- The problem: What follows is a listing to be repeated in full and without alteration.

- Input for this task:
========================================================================

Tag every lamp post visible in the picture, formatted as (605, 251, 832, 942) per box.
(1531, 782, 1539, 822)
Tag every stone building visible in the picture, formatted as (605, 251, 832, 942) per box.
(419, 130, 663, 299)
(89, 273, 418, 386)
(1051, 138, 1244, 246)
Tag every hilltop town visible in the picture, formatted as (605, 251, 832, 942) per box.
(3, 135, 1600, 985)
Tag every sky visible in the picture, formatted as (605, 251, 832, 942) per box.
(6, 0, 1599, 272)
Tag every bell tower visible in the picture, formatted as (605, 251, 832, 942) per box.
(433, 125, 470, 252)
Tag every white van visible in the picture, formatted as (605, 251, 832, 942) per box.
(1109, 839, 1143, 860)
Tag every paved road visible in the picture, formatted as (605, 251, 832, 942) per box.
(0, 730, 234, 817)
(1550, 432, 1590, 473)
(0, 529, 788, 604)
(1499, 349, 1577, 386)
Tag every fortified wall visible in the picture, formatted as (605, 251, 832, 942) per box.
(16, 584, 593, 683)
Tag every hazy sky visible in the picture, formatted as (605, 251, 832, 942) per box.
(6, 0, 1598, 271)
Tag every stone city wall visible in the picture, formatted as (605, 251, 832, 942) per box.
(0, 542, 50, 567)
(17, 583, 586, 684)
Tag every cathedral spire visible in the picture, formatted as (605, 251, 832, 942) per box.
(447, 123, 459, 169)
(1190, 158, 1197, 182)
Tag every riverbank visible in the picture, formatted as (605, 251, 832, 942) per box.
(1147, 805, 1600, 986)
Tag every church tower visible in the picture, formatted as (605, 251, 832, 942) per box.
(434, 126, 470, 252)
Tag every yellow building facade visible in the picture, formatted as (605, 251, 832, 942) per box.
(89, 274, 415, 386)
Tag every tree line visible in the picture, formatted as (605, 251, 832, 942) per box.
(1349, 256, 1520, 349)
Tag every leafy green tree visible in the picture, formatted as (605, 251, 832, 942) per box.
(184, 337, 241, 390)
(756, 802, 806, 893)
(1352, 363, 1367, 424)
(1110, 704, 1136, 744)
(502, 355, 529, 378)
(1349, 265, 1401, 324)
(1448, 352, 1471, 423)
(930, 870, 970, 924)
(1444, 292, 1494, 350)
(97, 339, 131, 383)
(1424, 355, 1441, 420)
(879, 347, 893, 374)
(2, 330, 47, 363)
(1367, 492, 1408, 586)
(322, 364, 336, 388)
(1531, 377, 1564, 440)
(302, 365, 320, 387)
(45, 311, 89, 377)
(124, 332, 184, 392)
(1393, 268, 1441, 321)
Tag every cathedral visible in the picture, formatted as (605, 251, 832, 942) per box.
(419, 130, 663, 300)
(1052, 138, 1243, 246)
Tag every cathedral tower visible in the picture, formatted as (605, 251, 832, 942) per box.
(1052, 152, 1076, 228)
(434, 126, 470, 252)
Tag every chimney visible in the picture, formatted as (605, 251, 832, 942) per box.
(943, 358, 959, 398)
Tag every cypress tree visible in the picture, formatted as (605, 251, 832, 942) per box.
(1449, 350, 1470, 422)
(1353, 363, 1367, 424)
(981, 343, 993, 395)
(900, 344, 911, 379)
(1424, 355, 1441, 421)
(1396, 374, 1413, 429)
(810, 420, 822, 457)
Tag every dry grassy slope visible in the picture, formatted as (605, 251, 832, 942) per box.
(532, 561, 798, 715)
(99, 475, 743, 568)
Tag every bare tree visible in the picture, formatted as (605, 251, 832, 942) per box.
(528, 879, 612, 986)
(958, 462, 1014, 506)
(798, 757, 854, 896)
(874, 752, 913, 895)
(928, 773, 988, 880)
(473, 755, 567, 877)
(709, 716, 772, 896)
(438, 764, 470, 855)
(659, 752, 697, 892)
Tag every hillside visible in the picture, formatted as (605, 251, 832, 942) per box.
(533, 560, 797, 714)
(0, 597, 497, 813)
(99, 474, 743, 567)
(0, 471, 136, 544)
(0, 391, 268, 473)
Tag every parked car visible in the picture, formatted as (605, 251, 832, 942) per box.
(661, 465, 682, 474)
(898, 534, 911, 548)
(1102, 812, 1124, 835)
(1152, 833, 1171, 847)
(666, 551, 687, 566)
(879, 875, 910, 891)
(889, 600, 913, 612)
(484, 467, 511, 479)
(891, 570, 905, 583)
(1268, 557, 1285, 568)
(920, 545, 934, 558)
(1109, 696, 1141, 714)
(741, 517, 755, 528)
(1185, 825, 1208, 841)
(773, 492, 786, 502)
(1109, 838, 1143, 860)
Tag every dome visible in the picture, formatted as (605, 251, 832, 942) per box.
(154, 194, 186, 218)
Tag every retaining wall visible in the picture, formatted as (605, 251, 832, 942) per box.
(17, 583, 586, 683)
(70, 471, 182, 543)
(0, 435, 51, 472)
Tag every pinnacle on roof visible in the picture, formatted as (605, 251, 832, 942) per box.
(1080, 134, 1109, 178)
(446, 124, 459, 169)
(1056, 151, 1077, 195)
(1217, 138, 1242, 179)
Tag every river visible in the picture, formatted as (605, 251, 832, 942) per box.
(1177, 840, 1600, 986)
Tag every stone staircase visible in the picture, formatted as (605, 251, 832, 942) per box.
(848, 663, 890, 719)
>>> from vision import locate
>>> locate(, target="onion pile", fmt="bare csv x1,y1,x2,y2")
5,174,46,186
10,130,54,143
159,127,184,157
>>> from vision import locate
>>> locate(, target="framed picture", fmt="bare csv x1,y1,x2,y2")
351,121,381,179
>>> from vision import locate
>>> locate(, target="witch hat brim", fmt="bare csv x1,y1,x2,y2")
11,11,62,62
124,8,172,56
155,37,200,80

========================================================================

- The answer:
Tag every lamp post visible in the picture, formatted as (605, 251, 832, 942) per box.
(1531, 782, 1539, 822)
Tag every stone building visible in the picture, formatted as (605, 251, 832, 942) per box.
(419, 130, 663, 299)
(89, 273, 418, 386)
(1051, 138, 1244, 246)
Tag every hilltop town visible in the picture, formatted as (605, 251, 832, 942) per box.
(3, 135, 1600, 985)
Tag every sky visible in the picture, formatted as (605, 251, 832, 942) per box.
(6, 0, 1599, 272)
Tag every bell tower visible in the picture, formatted as (605, 251, 832, 942) per box.
(433, 125, 470, 252)
Tag every white van visible in the picture, formatted as (605, 251, 832, 942) per box.
(1109, 839, 1143, 860)
Tag every paved road visible in the picture, formatted as (605, 251, 832, 942) per box.
(0, 730, 234, 817)
(1550, 432, 1590, 473)
(0, 529, 788, 604)
(1499, 349, 1577, 386)
Tag every fortified wall visible in the picture, formatted as (605, 251, 832, 942) per box.
(16, 584, 593, 683)
Tag every hazy sky visible in the picture, formatted as (605, 251, 832, 942) per box.
(6, 0, 1598, 271)
Tag every stone city wall visible in the picture, formatted as (605, 251, 832, 942) per box.
(0, 542, 50, 567)
(17, 583, 586, 684)
Tag every cathedral spire visible in the picture, formatted as (605, 251, 832, 942) per box.
(447, 123, 459, 169)
(1190, 158, 1197, 182)
Tag every riverbank visible in the picture, formatted as (605, 251, 832, 942) per box.
(1147, 805, 1600, 986)
Tag every church tower visible in the picture, formatted as (605, 251, 832, 942) per box.
(434, 126, 470, 252)
Tag every yellow building facade visible in the picture, formatted as (605, 251, 832, 942) per box.
(89, 274, 415, 386)
Tag every tree line visible in the picture, formatted as (605, 251, 832, 942) per box.
(1349, 256, 1520, 349)
Tag every leafy green tree visible in the picture, formatted as (605, 251, 832, 942) per box.
(184, 337, 241, 390)
(756, 802, 806, 893)
(1352, 363, 1367, 424)
(1110, 704, 1136, 744)
(502, 355, 529, 378)
(1349, 265, 1401, 324)
(1448, 352, 1471, 423)
(930, 870, 970, 924)
(1444, 292, 1494, 350)
(97, 339, 131, 383)
(1424, 355, 1441, 420)
(879, 347, 893, 374)
(2, 330, 47, 363)
(1367, 492, 1408, 586)
(322, 364, 336, 388)
(1531, 377, 1564, 440)
(302, 365, 320, 387)
(45, 311, 89, 377)
(124, 332, 184, 392)
(1393, 268, 1441, 321)
Tag every cathedral visible in the picture, formatted as (605, 251, 832, 942) per box.
(419, 130, 663, 300)
(1052, 138, 1243, 246)
Tag every cathedral tower visible in the picture, formatted as (605, 251, 832, 942) per box.
(1052, 152, 1076, 228)
(434, 126, 470, 252)
Tag every chimney visible in the picture, formatted as (605, 251, 832, 942) per box.
(943, 358, 959, 398)
Tag every cypress tree visible in the picture, formatted as (605, 251, 832, 942) per box.
(1449, 350, 1470, 422)
(1353, 363, 1367, 424)
(981, 343, 993, 395)
(900, 344, 911, 379)
(1424, 355, 1441, 421)
(1396, 374, 1413, 429)
(810, 420, 822, 457)
Tag every dry grassy slope visible in the picture, formatted as (605, 251, 832, 942) per box.
(532, 561, 798, 715)
(99, 475, 743, 568)
Tag every bare tree visible in the picture, formatted as (605, 251, 832, 942) per box.
(528, 879, 612, 986)
(958, 462, 1014, 506)
(798, 757, 854, 896)
(874, 752, 913, 895)
(928, 773, 988, 880)
(473, 755, 567, 877)
(709, 716, 772, 896)
(438, 764, 470, 855)
(659, 752, 697, 892)
Tag every hillside visible in the picture, formatted as (605, 251, 832, 942) per box.
(533, 560, 797, 714)
(0, 597, 497, 813)
(99, 474, 743, 567)
(0, 471, 136, 544)
(0, 391, 268, 473)
Tag every parked car visible in the picture, formatted as (605, 251, 832, 942) per box.
(661, 465, 682, 474)
(898, 534, 911, 548)
(1102, 812, 1124, 835)
(1152, 833, 1171, 847)
(666, 551, 687, 566)
(879, 875, 910, 891)
(889, 600, 913, 612)
(484, 467, 511, 479)
(891, 570, 905, 583)
(1268, 557, 1285, 568)
(920, 545, 934, 558)
(1109, 696, 1141, 714)
(741, 517, 755, 528)
(1185, 825, 1208, 841)
(773, 492, 786, 502)
(1109, 838, 1143, 860)
Tag every dome visible in the picture, formatted as (605, 251, 832, 942) per box.
(154, 194, 186, 218)
Tag every retaining wall visible in the picture, formatted as (605, 251, 832, 942) per box.
(17, 583, 586, 683)
(70, 471, 182, 543)
(0, 435, 51, 472)
Tag every pinnacle on roof visible in the picture, formatted as (605, 251, 832, 942) per box.
(1080, 134, 1109, 178)
(446, 124, 459, 169)
(1056, 151, 1077, 195)
(1217, 138, 1242, 179)
Tag every river visible in the picture, formatted as (605, 251, 832, 942) per box.
(1177, 840, 1600, 986)
Tag every stone staircase visible in the picture, formatted as (605, 251, 832, 942) per box.
(848, 663, 890, 719)
>>> from vision import locate
>>> locate(, target="onion pile", fmt="bare csv x1,y1,x2,y2")
5,174,46,186
10,130,54,143
159,127,184,157
>>> from vision import locate
>>> locate(, target="framed picture", fmt="bare csv x1,y1,x2,y2")
351,121,381,179
>>> from vision import locate
>>> locate(, target="witch hat brim", fmt="bare csv x1,y1,x2,y2")
11,11,62,62
124,8,172,56
155,37,200,80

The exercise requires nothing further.